-- Given records follows --
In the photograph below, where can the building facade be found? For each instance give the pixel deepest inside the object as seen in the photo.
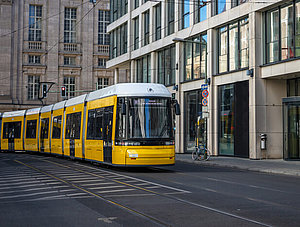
(60, 42)
(248, 52)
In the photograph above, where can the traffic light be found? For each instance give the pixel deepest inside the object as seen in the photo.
(63, 91)
(44, 90)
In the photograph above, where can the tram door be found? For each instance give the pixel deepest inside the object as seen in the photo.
(107, 135)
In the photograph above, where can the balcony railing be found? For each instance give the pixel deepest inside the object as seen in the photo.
(70, 47)
(101, 49)
(35, 46)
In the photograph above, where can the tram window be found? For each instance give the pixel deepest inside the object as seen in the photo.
(73, 125)
(44, 128)
(94, 128)
(56, 130)
(12, 130)
(31, 129)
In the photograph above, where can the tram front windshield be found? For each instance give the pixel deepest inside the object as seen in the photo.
(147, 119)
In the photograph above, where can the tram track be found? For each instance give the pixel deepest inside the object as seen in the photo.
(85, 170)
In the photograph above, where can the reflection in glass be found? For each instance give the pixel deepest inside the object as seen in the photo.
(226, 120)
(272, 36)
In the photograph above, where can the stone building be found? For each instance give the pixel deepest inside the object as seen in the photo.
(62, 42)
(248, 54)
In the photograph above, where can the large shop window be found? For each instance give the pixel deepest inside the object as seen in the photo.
(166, 66)
(192, 111)
(234, 119)
(233, 48)
(282, 33)
(195, 58)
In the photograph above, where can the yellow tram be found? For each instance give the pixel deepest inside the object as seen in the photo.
(122, 125)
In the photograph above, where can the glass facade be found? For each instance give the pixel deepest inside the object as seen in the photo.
(233, 46)
(170, 17)
(33, 87)
(143, 69)
(70, 25)
(166, 66)
(193, 109)
(35, 23)
(200, 11)
(226, 119)
(195, 58)
(118, 39)
(282, 32)
(185, 20)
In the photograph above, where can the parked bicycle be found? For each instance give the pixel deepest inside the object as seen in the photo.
(201, 153)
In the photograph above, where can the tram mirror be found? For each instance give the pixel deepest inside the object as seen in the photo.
(177, 108)
(123, 109)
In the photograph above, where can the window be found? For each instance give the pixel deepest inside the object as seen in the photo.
(144, 69)
(170, 17)
(69, 61)
(33, 87)
(56, 129)
(185, 10)
(35, 23)
(146, 17)
(234, 46)
(12, 130)
(102, 83)
(103, 21)
(94, 127)
(157, 22)
(220, 6)
(119, 41)
(235, 3)
(34, 59)
(136, 33)
(31, 129)
(44, 128)
(195, 58)
(282, 33)
(136, 3)
(69, 83)
(200, 11)
(118, 8)
(73, 124)
(166, 66)
(102, 62)
(70, 25)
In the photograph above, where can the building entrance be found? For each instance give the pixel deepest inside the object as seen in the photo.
(291, 128)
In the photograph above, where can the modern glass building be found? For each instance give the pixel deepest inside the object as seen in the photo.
(248, 52)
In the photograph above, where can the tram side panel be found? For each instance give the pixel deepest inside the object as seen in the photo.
(31, 133)
(12, 133)
(57, 131)
(73, 131)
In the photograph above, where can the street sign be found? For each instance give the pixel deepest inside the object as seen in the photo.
(205, 93)
(204, 101)
(204, 87)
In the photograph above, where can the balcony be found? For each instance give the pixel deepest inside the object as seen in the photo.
(34, 46)
(71, 48)
(101, 50)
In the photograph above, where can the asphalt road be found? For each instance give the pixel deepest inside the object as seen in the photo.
(39, 190)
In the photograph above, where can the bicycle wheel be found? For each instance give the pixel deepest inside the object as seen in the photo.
(195, 155)
(207, 154)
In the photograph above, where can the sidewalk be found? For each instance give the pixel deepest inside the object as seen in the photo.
(275, 166)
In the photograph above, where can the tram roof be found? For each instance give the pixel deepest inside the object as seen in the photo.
(59, 105)
(46, 109)
(131, 89)
(33, 111)
(18, 113)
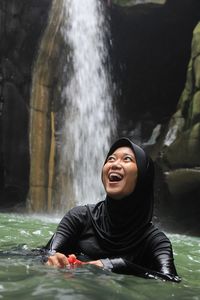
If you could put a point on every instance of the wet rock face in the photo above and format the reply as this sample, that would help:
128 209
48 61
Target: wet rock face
151 50
181 157
22 23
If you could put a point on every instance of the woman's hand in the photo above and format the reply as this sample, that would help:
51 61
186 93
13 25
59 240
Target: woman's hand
97 263
61 261
58 260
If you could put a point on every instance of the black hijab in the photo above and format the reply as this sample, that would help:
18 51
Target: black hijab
120 225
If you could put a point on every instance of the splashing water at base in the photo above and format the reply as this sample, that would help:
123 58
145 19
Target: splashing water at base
23 276
89 118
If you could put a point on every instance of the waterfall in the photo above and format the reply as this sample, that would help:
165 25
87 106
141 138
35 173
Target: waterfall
89 120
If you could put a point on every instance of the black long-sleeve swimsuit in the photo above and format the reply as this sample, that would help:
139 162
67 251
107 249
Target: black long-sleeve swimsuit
153 257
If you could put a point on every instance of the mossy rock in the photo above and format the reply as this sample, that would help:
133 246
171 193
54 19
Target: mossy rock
184 152
196 108
196 41
197 70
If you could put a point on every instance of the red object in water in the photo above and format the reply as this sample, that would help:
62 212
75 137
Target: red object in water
73 260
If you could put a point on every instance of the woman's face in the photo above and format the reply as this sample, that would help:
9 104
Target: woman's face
119 174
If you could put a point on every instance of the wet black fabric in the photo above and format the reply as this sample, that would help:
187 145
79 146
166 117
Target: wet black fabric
120 232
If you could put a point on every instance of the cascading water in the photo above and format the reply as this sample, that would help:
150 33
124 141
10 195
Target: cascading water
89 117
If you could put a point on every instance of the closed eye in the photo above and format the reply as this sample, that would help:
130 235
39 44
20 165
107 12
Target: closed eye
111 158
129 158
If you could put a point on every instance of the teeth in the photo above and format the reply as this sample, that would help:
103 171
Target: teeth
115 177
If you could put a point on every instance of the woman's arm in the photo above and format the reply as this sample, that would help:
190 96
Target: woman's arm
124 266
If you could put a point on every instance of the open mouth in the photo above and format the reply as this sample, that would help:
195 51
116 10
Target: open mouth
113 177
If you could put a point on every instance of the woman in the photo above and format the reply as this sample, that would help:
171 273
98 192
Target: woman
117 233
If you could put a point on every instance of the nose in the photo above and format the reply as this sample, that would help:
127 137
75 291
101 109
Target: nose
116 165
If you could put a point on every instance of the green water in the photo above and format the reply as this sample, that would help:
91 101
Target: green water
22 276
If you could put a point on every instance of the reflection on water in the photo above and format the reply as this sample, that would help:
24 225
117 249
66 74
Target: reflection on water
22 274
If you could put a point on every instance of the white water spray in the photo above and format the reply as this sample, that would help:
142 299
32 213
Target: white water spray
89 118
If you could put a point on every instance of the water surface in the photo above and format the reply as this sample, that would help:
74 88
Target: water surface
22 275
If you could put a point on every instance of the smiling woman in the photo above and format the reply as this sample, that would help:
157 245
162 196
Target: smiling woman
117 233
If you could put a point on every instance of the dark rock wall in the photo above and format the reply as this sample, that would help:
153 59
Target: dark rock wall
21 25
151 50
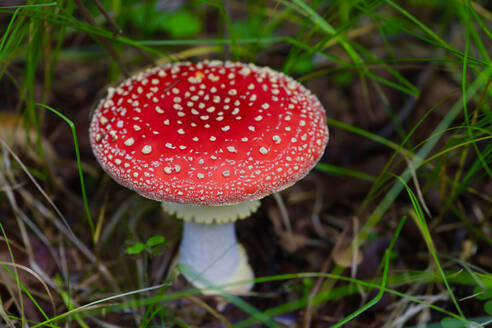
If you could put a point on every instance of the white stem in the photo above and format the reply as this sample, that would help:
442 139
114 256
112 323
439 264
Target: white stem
210 251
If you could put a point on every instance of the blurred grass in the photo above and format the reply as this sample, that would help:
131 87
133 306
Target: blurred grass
37 35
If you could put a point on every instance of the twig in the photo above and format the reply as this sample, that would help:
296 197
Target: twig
209 309
308 314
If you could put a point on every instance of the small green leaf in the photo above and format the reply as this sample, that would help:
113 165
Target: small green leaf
135 249
155 241
482 294
343 78
303 64
488 307
182 24
451 323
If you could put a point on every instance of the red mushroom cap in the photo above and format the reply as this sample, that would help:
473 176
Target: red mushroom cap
209 133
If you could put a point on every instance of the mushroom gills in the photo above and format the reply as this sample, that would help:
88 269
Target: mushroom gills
207 214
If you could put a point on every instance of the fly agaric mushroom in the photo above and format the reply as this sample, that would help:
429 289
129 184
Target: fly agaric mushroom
209 140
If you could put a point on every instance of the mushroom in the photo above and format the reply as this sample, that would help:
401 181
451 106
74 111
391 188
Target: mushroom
208 140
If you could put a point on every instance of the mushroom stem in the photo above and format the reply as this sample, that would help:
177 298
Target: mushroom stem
212 257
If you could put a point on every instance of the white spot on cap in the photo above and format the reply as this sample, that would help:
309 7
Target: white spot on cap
146 149
129 142
103 120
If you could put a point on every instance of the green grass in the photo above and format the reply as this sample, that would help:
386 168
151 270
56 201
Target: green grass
318 40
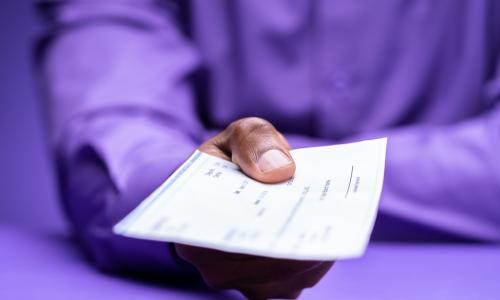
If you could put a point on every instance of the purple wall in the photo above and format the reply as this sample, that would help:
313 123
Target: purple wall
28 195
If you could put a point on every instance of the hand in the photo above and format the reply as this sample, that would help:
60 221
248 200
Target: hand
263 154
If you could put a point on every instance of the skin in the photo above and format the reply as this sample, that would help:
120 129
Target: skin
244 142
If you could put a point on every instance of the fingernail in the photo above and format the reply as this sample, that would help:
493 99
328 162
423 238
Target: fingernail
273 159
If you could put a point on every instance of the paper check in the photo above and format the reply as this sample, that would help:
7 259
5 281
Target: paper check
325 212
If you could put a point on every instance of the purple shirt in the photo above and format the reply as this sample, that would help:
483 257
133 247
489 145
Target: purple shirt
135 86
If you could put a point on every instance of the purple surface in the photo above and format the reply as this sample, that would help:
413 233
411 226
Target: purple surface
52 268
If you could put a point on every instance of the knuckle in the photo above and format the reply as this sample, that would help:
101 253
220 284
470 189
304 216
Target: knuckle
245 126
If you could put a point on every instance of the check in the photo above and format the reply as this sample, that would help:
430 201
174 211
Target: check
325 212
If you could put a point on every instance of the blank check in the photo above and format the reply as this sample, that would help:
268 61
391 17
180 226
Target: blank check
326 211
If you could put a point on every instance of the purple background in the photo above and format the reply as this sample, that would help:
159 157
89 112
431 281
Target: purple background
26 172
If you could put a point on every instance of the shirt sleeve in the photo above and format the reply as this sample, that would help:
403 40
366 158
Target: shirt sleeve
121 118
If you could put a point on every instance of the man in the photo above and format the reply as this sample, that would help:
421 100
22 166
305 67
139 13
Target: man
135 86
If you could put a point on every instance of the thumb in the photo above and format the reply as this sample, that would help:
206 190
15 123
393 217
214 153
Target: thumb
258 149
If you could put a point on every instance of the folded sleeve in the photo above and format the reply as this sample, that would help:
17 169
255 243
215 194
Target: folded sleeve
121 117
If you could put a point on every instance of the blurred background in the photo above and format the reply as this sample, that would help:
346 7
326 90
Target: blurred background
26 171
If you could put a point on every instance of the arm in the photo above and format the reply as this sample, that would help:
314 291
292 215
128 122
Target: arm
121 118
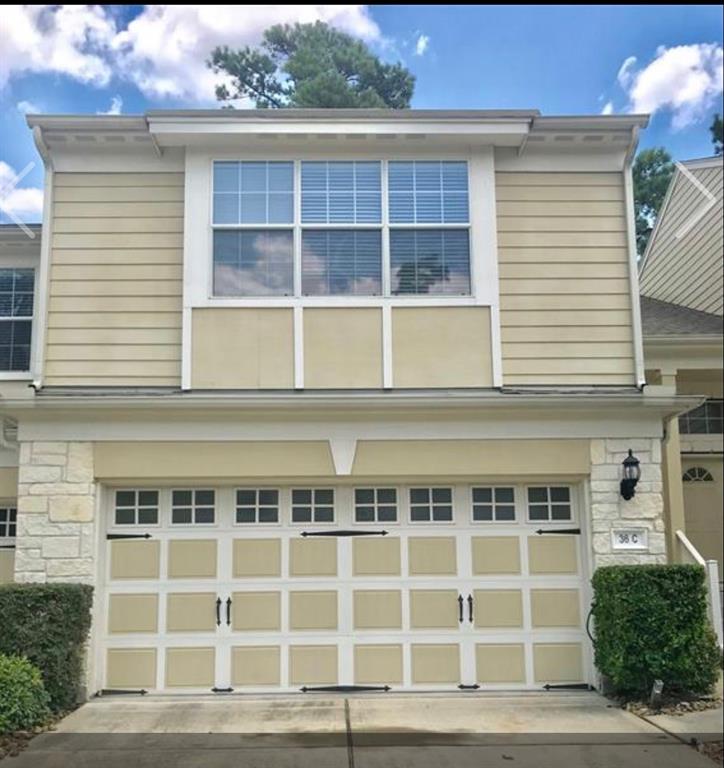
-- Given records concluded --
What you should do: Return the lines from the one containing "Target: thumb" through the last line of the records, both included, exactly as written and with no pictures.

Solution to this exercise:
Target: thumb
258 149
If you could put a point on every instance of the folded sleeve in the photo above and format the reply as this sample, that would help:
17 169
255 243
215 194
Target: folded sleeve
121 117
If you could put a point on every instance of the blurred background in the photo above and format the reply as this sample, that would help:
346 7
326 90
Target: blurred background
26 171
If you could put a point on every instance of the arm in the photo above and format the reply as this sample, that would help:
314 291
292 215
128 122
Target: arm
121 118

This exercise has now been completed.